§ Extrait du document
⁂

Quelques développements nouveaux sur les principes émis dans la brochure intitulée: De la formation des églises/Remarques générales


Remarques générales.



La brochure que j’ai en vue me fait un peu l’effet de l’écrit de quelqu’un qui ne s’est pas habitué à discuter d’égal à égal, mais plutôt à ce qu’on reçoive ce qu’il dit comme chose décidée. Je prie ce cher frère de me supporter pendant que je lui donne quelques explications, et que j’examine avec lui ses interprétations de la Parole. Il me semble qu’il ne m’a pas compris à plusieurs égards, et qu’il n’a pas bien interprété quelques passages. Dans une partie considérable de sa brochure, il répond à des choses qui sont dans ses propres pensées, et nullement dans le petit traité ; à des choses qu’il peut avoir entendues quelque part, mais dont je ne suis nullement responsable. Il blâme l’expression de « Églises apostoliques ; » je l’ai cherchée en vain dans le traité. Il raisonne beaucoup contre l’idée que c’est à cause des péchés de l’Église qu’il n’y a plus d’apôtres ; je n’en ai pas dit un mot, je n’ai pas même pensé à une telle question. Encore une petite remarque : il me blâme beaucoup de ce que j’emploie des phrases qui ne sont pas scripturaires, et il me dit que celui qui pense avec la Bible peut parler avec la Bible. Je me suis servi tant bien que mal des mots et des phrases qui se présentaient à mon esprit ; reste à savoir si les pensées en sont scripturaires. Notre cher frère n’aime pas cette expression, « l’économie de l’Église ; » en effet elle ne me parait pas très-exacte à moi-même ; mais il me suffit que tout le monde me comprenne. Ce qui m’importe, c’est le fond de la question. Mais n’est-il pas surprenant que dans les pages mêmes où ces expressions sont si fortement blâmées, nous trouvions les paroles suivantes : « Il s’agit de tout autre chose. L’économie de la nouvelle alliance subsiste » (pag. 31 de la réponse de M. Rochat). Où se trouve cette expression dans la Parole ? Notre frère ne pense t-il donc pas avec la Bible en ceci ? Au fond je crois que mon idée est plus exacte que la sienne. Je ne suis pas entièrement content de ma phrase ; la sienne est peut-être plus selon les pensées traditionnelles. En cela elle se recommande davantage, et sera plus facilement adoptée ; mais en quoi est-elle plus scripturaire ? Quant à moi, je ne blâme point notre frère de ce que, pour exprimer sa pensée, il a choisi les paroles qu’il a trouvées les plus propres à atteindre son but. Eh bien ! qu’il me pardonne aussi mes expressions. Sur un point aussi éminemment important pour toute l’Église, on peut bien passer sur de telles observations.

⁂

§ Données
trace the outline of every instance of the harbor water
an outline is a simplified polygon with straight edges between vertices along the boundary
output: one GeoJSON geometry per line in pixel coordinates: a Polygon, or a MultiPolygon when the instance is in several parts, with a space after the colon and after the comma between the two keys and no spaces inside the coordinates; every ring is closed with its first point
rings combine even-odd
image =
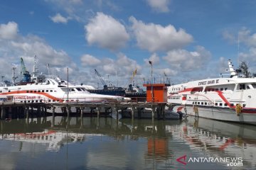
{"type": "Polygon", "coordinates": [[[0,124],[0,169],[256,169],[253,125],[194,117],[0,124]]]}

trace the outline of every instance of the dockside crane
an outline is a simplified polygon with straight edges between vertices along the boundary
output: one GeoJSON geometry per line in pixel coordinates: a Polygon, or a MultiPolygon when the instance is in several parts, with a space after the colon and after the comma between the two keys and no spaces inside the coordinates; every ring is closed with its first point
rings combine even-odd
{"type": "Polygon", "coordinates": [[[21,74],[23,74],[23,79],[21,80],[22,82],[29,82],[31,81],[31,74],[26,69],[24,64],[24,61],[22,57],[21,57],[21,74]]]}
{"type": "Polygon", "coordinates": [[[103,85],[103,89],[107,89],[107,85],[106,84],[106,82],[104,81],[104,79],[102,79],[102,77],[100,76],[100,73],[97,71],[97,69],[95,69],[95,72],[96,75],[97,76],[97,77],[99,78],[100,81],[101,81],[101,83],[103,85]]]}

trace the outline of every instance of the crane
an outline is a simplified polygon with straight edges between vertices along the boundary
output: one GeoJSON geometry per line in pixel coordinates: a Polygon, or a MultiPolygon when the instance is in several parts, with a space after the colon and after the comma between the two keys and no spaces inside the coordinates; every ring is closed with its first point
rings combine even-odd
{"type": "Polygon", "coordinates": [[[22,79],[23,82],[28,82],[31,80],[31,74],[26,69],[24,64],[24,61],[23,60],[23,58],[21,57],[21,74],[23,74],[23,78],[22,79]]]}
{"type": "Polygon", "coordinates": [[[100,81],[101,81],[101,83],[103,85],[104,89],[107,88],[107,84],[106,82],[104,81],[104,79],[102,79],[102,77],[100,76],[100,73],[97,71],[97,69],[95,69],[95,74],[96,75],[98,76],[100,81]]]}

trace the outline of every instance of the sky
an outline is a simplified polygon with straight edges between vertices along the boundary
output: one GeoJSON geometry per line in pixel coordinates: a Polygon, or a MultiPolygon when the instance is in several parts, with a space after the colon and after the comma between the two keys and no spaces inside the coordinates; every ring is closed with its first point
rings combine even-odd
{"type": "Polygon", "coordinates": [[[0,74],[32,72],[102,86],[218,77],[230,59],[256,72],[254,0],[1,0],[0,74]]]}

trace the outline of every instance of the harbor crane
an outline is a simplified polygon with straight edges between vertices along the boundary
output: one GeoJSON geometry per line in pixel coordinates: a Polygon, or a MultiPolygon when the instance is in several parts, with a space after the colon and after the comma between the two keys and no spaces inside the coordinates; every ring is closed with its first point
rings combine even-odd
{"type": "Polygon", "coordinates": [[[100,73],[99,73],[99,72],[97,71],[97,69],[95,69],[95,72],[96,75],[98,76],[100,81],[101,83],[102,84],[102,85],[103,85],[103,89],[107,89],[107,84],[106,84],[106,82],[104,81],[104,79],[102,79],[102,77],[100,76],[100,73]]]}

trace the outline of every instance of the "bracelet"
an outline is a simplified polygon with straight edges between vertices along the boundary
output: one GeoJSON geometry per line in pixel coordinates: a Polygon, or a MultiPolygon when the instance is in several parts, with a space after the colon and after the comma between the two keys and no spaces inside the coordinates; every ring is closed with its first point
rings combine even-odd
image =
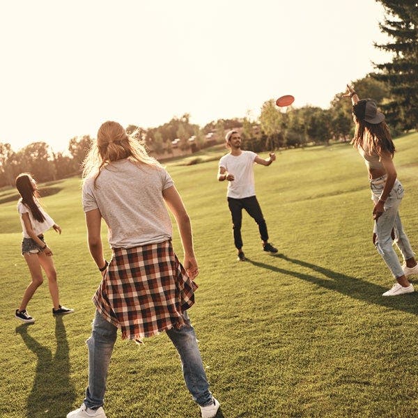
{"type": "Polygon", "coordinates": [[[106,261],[106,260],[104,260],[104,267],[100,268],[99,271],[104,272],[107,268],[108,265],[109,265],[109,263],[107,263],[107,261],[106,261]]]}

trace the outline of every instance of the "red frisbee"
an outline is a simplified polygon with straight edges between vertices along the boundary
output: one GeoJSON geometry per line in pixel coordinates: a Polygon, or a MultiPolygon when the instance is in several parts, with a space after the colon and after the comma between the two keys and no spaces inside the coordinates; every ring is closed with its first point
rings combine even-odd
{"type": "Polygon", "coordinates": [[[276,100],[276,104],[279,106],[279,107],[285,107],[286,106],[290,106],[294,101],[295,98],[293,95],[286,94],[286,95],[279,98],[276,100]]]}

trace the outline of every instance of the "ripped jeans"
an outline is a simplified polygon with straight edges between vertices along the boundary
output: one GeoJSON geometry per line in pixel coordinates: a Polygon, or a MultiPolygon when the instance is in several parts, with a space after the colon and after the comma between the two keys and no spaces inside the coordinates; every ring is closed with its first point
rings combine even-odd
{"type": "MultiPolygon", "coordinates": [[[[386,183],[386,176],[370,180],[371,199],[376,204],[386,183]]],[[[373,233],[376,234],[375,245],[378,252],[386,263],[395,279],[403,275],[399,258],[393,247],[392,229],[394,232],[394,242],[401,251],[403,261],[415,256],[411,245],[403,231],[399,217],[399,205],[403,197],[403,187],[396,179],[389,196],[385,202],[385,212],[375,221],[373,233]]]]}

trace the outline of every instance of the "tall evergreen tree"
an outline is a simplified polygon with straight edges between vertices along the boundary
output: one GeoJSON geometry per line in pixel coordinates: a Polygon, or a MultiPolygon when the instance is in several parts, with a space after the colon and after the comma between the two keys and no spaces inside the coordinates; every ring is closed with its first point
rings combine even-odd
{"type": "Polygon", "coordinates": [[[394,54],[392,61],[376,64],[374,76],[387,83],[392,100],[382,106],[391,123],[418,129],[418,3],[417,0],[376,0],[386,16],[380,30],[392,41],[376,45],[394,54]]]}

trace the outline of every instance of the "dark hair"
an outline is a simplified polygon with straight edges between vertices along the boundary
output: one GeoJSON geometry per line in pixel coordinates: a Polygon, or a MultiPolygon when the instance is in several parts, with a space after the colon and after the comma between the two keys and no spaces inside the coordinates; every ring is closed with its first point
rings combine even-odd
{"type": "Polygon", "coordinates": [[[22,173],[16,178],[16,188],[22,196],[22,203],[26,206],[32,216],[38,222],[43,222],[45,217],[36,204],[36,194],[31,180],[32,177],[27,173],[22,173]]]}
{"type": "Polygon", "coordinates": [[[356,116],[355,123],[354,138],[351,141],[355,148],[359,146],[365,150],[378,154],[382,150],[389,151],[393,157],[395,144],[385,121],[380,123],[369,123],[356,116]]]}
{"type": "Polygon", "coordinates": [[[355,115],[355,117],[359,121],[364,121],[364,116],[366,116],[366,104],[367,104],[367,100],[362,99],[359,100],[355,104],[353,105],[353,113],[355,115]]]}

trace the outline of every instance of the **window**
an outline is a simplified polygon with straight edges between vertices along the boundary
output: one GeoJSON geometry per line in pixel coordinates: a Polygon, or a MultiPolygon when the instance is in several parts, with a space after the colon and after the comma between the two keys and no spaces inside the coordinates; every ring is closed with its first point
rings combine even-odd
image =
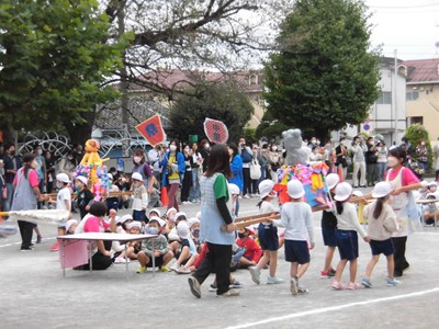
{"type": "Polygon", "coordinates": [[[392,92],[382,91],[376,100],[376,104],[392,104],[392,92]]]}
{"type": "Polygon", "coordinates": [[[407,101],[416,101],[419,98],[419,91],[408,91],[406,92],[405,98],[407,101]]]}
{"type": "Polygon", "coordinates": [[[412,116],[410,117],[410,125],[414,125],[416,123],[423,125],[424,124],[424,116],[412,116]]]}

⁂

Selon l'extrait, pourquoi l'auteur conserve-t-il l'expression « l'économie de l'Église » alors qu'il la juge lui-même peu exacte ? Répondez en une à trois phrases.

§ Réponse rédigée
L'auteur conserve l'expression parce qu'il lui suffit que tout le monde le comprenne, même si elle ne lui paraît pas très exacte. Ce qui lui importe, c'est le fond de la question, non le choix des mots.